WHAT IS REQUIRED
Rescale the answer coordinates in everything from the line containing "of the overcast" down to the end of the entries. Multiply each by 0.65 and round to whole numbers with halves going up, then give back only those lines in full, requests included, with the numbers in the requests and their format samples unchanged.
__________________________________________________
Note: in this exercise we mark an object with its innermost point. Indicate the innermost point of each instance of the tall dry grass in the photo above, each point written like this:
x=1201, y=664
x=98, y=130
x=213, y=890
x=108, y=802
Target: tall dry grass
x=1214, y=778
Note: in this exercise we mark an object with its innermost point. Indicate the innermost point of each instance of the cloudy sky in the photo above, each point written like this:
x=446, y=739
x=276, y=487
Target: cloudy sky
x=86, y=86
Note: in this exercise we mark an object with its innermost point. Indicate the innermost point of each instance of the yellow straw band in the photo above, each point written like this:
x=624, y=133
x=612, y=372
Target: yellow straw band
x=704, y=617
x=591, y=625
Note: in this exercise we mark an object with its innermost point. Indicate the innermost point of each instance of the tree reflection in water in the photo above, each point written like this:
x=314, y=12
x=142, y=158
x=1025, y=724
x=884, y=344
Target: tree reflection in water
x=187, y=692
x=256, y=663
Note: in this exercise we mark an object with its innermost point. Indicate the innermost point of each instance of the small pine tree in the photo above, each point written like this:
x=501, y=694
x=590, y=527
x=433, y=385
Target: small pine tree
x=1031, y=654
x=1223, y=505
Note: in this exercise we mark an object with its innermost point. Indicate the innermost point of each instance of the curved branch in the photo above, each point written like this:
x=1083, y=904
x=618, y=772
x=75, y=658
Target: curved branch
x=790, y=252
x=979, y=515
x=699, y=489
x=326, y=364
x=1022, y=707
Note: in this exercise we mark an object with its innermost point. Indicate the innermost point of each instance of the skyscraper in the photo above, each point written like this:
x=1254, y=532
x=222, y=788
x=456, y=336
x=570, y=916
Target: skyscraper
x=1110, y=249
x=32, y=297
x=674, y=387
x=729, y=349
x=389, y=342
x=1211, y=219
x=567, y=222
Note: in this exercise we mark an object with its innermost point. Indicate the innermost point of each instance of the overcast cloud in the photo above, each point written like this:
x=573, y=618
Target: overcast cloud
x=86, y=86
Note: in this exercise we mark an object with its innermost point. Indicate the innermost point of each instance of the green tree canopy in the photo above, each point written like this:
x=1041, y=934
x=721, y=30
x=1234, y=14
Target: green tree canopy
__________________________________________________
TASK RESPONSE
Note: in this exercise we mark an object with its innermost point. Indicate the innermost point of each instance of the overcast cloud in the photo above, each point written like this:
x=573, y=618
Target: overcast cloud
x=56, y=56
Note: in this exercise we mark an object with its innermost point. Indicate the innermost point of each instance of the green tree canopy in the photo above, each point written like this:
x=1041, y=934
x=721, y=30
x=1234, y=14
Target: green tree canopy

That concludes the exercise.